Image location labeling entries
-.-.-

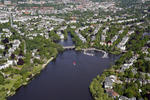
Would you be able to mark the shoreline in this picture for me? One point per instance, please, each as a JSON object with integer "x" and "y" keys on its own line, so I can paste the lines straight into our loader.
{"x": 43, "y": 66}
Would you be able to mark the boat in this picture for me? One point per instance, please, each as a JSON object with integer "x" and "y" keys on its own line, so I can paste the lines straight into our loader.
{"x": 74, "y": 63}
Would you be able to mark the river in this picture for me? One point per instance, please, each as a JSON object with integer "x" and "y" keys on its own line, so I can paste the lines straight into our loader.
{"x": 61, "y": 80}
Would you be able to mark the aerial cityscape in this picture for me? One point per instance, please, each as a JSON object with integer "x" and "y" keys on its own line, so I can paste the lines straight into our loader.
{"x": 74, "y": 49}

-.-.-

Rewrite all of the data above with "loader" changed to "importer" and nothing else altered. Omit the pictures from your version.

● Reply to the task:
Would you be able to mark the shoreline in this picture for me? One point per instance, please, each as a JSON object with integer "x" and "y" keys on its own line, so I can paste the lines straight into our importer.
{"x": 43, "y": 66}
Would you be able to mark the boat in this picture for me? One point per instance, please, each as a JSON object with integer "x" and "y" keys on its own line, so I can paste the lines straight into our importer.
{"x": 74, "y": 63}
Would you be able to mark the river in this picture for me? One point per instance, please, each as a JSON object with integer "x" and "y" keys on its own line, so I can paste the lines straight into our importer.
{"x": 61, "y": 80}
Would you be able to mark the aerial cityscape in this picture for me? One point per instance, please, each as a JSON object with integer "x" and "y" keys on its own line, so I can paste the lines straight into our importer.
{"x": 74, "y": 49}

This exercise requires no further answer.